(Records from a dataset)
════════════════

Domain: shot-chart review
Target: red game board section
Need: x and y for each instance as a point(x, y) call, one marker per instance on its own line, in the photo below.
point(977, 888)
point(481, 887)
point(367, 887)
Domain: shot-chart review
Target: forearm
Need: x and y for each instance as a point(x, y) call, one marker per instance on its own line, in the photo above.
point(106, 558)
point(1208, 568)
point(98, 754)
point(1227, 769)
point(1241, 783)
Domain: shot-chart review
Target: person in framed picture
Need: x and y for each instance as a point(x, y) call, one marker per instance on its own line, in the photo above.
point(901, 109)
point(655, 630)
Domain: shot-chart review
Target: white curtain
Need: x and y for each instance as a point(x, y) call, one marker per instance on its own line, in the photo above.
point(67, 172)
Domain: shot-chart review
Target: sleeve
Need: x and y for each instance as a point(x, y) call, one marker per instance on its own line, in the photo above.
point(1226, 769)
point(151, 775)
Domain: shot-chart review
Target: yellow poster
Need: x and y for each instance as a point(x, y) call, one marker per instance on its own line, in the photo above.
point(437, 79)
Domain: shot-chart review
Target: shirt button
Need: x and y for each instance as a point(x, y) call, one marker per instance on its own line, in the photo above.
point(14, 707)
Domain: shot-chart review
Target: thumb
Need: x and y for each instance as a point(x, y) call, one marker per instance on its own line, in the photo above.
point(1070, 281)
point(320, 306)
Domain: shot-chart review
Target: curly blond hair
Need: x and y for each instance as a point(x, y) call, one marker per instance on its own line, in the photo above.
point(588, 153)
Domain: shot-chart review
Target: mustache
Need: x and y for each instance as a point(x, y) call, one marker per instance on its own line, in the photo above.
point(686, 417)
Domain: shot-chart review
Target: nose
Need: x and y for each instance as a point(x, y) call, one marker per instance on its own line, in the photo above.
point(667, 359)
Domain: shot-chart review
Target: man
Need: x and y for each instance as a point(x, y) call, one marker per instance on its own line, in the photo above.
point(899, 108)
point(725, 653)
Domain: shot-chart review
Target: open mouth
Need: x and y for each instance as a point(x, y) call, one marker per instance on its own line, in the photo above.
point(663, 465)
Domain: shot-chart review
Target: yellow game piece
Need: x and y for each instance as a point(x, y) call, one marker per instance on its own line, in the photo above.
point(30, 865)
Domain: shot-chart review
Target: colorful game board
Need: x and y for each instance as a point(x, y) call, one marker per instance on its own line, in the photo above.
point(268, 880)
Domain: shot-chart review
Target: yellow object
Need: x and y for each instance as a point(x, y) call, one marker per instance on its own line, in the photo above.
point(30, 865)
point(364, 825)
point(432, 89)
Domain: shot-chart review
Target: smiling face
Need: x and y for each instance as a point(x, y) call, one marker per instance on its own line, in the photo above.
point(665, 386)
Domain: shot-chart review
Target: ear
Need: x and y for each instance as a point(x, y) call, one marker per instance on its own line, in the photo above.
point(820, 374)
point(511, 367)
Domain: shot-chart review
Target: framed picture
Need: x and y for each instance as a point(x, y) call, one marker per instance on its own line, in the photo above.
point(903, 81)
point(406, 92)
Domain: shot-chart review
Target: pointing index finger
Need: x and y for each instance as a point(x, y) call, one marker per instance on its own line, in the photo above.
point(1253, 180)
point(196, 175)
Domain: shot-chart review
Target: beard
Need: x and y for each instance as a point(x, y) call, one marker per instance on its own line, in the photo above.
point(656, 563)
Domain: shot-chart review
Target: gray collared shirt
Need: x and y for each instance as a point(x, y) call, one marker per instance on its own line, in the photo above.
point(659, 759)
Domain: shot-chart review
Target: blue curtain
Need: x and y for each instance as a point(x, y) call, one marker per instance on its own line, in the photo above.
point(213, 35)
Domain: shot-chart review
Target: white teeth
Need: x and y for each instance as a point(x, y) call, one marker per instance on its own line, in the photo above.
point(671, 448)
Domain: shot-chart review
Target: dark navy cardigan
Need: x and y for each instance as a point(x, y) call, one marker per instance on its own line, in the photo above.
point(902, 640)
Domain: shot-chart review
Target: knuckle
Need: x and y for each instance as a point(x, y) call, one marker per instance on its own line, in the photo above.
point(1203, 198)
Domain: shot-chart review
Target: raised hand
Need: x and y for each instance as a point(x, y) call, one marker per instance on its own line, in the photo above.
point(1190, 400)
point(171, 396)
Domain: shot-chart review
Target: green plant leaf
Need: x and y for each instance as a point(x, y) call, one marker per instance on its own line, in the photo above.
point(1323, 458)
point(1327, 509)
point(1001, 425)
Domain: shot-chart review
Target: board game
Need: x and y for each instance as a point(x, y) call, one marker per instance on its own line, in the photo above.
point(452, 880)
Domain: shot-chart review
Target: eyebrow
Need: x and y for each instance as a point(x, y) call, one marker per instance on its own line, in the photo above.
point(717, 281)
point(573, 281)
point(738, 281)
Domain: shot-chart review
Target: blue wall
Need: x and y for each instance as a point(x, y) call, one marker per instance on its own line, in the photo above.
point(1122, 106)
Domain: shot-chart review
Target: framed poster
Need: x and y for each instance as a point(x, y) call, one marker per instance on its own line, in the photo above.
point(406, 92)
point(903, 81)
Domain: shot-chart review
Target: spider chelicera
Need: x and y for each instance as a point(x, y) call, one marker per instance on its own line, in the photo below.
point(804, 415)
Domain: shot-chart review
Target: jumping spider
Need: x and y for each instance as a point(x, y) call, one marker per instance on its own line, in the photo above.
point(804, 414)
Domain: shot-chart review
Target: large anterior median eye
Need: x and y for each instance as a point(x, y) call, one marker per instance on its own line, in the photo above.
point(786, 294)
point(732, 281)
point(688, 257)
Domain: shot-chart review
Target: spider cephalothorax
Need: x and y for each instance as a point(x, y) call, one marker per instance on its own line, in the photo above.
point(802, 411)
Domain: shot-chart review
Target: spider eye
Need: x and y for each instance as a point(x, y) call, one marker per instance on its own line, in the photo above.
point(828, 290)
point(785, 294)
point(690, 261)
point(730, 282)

════════════════

Rewrite all of the records above as a numbered list with one line per item, leaving out any blank lines.

● Final result:
1. Domain: shot-chart review
2. Target: red game board section
3. Need: x and y for each instance as a point(x, y) call, one marker per instance on its own line, in the photo below.
4. point(977, 888)
5. point(481, 887)
6. point(367, 887)
7. Domain: shot-chart review
8. Target: forearm
9. Need: x and y for each instance as a point(x, y) call, one marker per instance on its own line, in the photo above.
10. point(106, 558)
11. point(1208, 568)
12. point(98, 754)
13. point(1227, 769)
14. point(1241, 783)
15. Domain: shot-chart review
16. Target: person in framed picture
17. Need: x and y for each instance as a point(x, y) call, one marker per instance on its own line, in the photo above.
18. point(901, 109)
19. point(655, 630)
20. Domain: shot-chart review
21. Target: white curtain
22. Need: x and y for each instance as a point(x, y) call, one marker per instance on its own line, in the photo above.
23. point(67, 172)
24. Domain: shot-chart review
25. Target: sleeve
26. Need: x and y for each instance as a point(x, y) call, one marker per instance on its own line, in the photo above.
27. point(1226, 769)
28. point(151, 775)
29. Domain: shot-chart review
30. Target: yellow poster
31. Need: x and y for each instance as a point(x, y) call, one marker per instance on its own line, in the photo above.
32. point(437, 79)
33. Domain: shot-chart review
34. Target: shirt button
35. Need: x and y for each instance as a point(x, y) call, one marker per instance on its own line, in the photo above.
36. point(14, 707)
37. Domain: shot-chart review
38. Target: thumb
39. Need: x and y for each instance as a point(x, y) call, one marker per instance on its own line, in the photo above.
40. point(1070, 281)
41. point(320, 306)
42. Domain: shot-chart review
43. Target: curly blond hair
44. Need: x and y for each instance as a point(x, y) call, one marker per instance on its own line, in the photo above.
45. point(588, 153)
46. Domain: shot-chart review
47. Target: mustache
48. Need: x and y for each instance as a point(x, y) call, one marker per instance on its own line, in the photo above.
49. point(686, 417)
50. Domain: shot-chart review
51. Target: nose
52. Need: x and y for each instance as a point(x, y) call, one marker per instance on its own line, in the photo above.
53. point(667, 359)
54. Domain: shot-chart review
55. Target: man
56. Need: x and y for each instance as a point(x, y) call, one marker per instance on its own line, in the photo above.
57. point(899, 108)
58. point(725, 653)
59. Domain: shot-chart review
60. Target: open mouth
61. Need: x and y for each instance as a point(x, y) call, one marker per instance on its own line, in the photo above.
62. point(663, 465)
63. Domain: shot-chart review
64. Target: yellow game piece
65. Need: x and y for each instance as a point(x, y) call, one marker per instance on its own line, in the photo above.
66. point(30, 865)
67. Domain: shot-chart review
68. Target: colorful game board
69. Need: x and y for each instance as a point(x, y) call, one marker per instance on its own line, in the photo above.
70. point(268, 880)
71. Domain: shot-chart review
72. Target: yellow object
73. Need: x and y for each instance as a point(x, y) call, one marker per instance on its own line, in the photo above.
74. point(30, 865)
75. point(364, 825)
76. point(432, 89)
77. Domain: shot-chart review
78. Target: smiling face
79. Need: x and y for each instance as a point(x, y) call, one marker per instance on its own line, in the photo above.
80. point(665, 386)
81. Domain: shot-chart review
82. Target: ear
83. Need: x and y for each instance as a point(x, y) call, one marker per instance on its own line, in the photo above.
84. point(820, 374)
85. point(511, 367)
86. Domain: shot-chart review
87. Target: framed picture
88. Need: x and y for each instance as a point(x, y) call, one marker per instance on its own line, in the photo above.
89. point(903, 81)
90. point(406, 92)
91. Domain: shot-chart review
92. Target: pointing index finger
93. Need: x and y for each instance as a point(x, y) call, one marker per instance on its own line, in the photo above.
94. point(1253, 180)
95. point(196, 175)
96. Domain: shot-chart review
97. Target: beard
98. Need: x and y for each instance as a point(x, y) call, one marker per instance on its own line, in the photo above.
99. point(656, 563)
100. Domain: shot-chart review
101. Target: gray collared shirt
102. Need: x and y for each instance as a point(x, y) call, one marker per instance on its own line, in the photo above.
103. point(659, 759)
104. Domain: shot-chart review
105. Target: blue curtain
106. Need: x and y for each instance as a point(x, y) call, one marker per instance on its own line, in the photo above.
107. point(213, 35)
108. Domain: shot-chart review
109. Target: white teeth
110. Need: x and y for each instance as a point(x, y) call, one marker per instance on its own line, in the photo above.
111. point(671, 448)
112. Domain: shot-chart review
113. Target: dark navy cardigan
114. Need: x and y for each instance as a point(x, y) call, one marker per instance on its own line, in the photo above.
115. point(902, 640)
116. Domain: shot-chart review
117. Target: knuckle
118. Need: x and y for each instance as a point(x, y) call, one marker per instance on its own line, in the photo above.
119. point(1203, 198)
120. Domain: shot-chart review
121. Target: raised hand
122. Need: x and y for each instance as a point(x, y) call, one marker per instance on its own line, in the photo above.
123. point(1190, 400)
124. point(171, 396)
125. Domain: shot-chart review
126. Target: green plant leaf
127. Need: x and y for each instance as a point(x, y) call, one marker per instance on its own line, in the photo above.
128. point(1323, 458)
129. point(1327, 509)
130. point(1001, 425)
131. Domain: shot-chart review
132. Target: board game
133. Need: x and y for each instance as a point(x, y) call, one marker per instance on its own line, in the photo above.
134. point(452, 880)
135. Domain: shot-chart review
136. Target: eyebrow
137. Need: x and y for each instance as a point(x, y) call, one marker per instance on its own line, in the photo above.
138. point(717, 281)
139. point(573, 281)
140. point(738, 281)
141. Domain: shot-chart review
142. Target: blue wall
143. Need: x and y for each instance as a point(x, y) call, one marker per instance on its own line, in the photo above.
144. point(1122, 106)
145. Domain: shot-chart review
146. Target: framed poster
147. Need: x and y for each instance as a point(x, y) call, one marker per instance on its own line, in the photo above.
148. point(406, 92)
149. point(903, 81)
150. Domain: shot-chart review
151. Target: spider chelicera
152. Need: x and y for each instance as a point(x, y) call, one marker per instance on its own line, in the photo below.
153. point(804, 415)
154. Domain: shot-chart review
155. Target: jumping spider
156. Need: x and y for each instance as a point(x, y) call, one marker per instance on its own line, in the photo above.
157. point(804, 414)
158. Domain: shot-chart review
159. Target: large anterior median eye
160. Need: x and y for each instance as a point(x, y) call, one marker per instance on its own line, in the photo above.
161. point(786, 294)
162. point(732, 281)
163. point(688, 257)
164. Domain: shot-chart review
165. Target: spider cephalothorax
166. Need: x and y for each instance as a point(x, y) call, one marker per instance on its own line, in the photo above.
167. point(802, 411)
168. Domain: shot-chart review
169. Target: spider eye
170. Need: x and y for each instance as a point(x, y) call, one marker per instance on its own line, in the photo above.
171. point(828, 290)
172. point(785, 294)
173. point(690, 261)
174. point(730, 282)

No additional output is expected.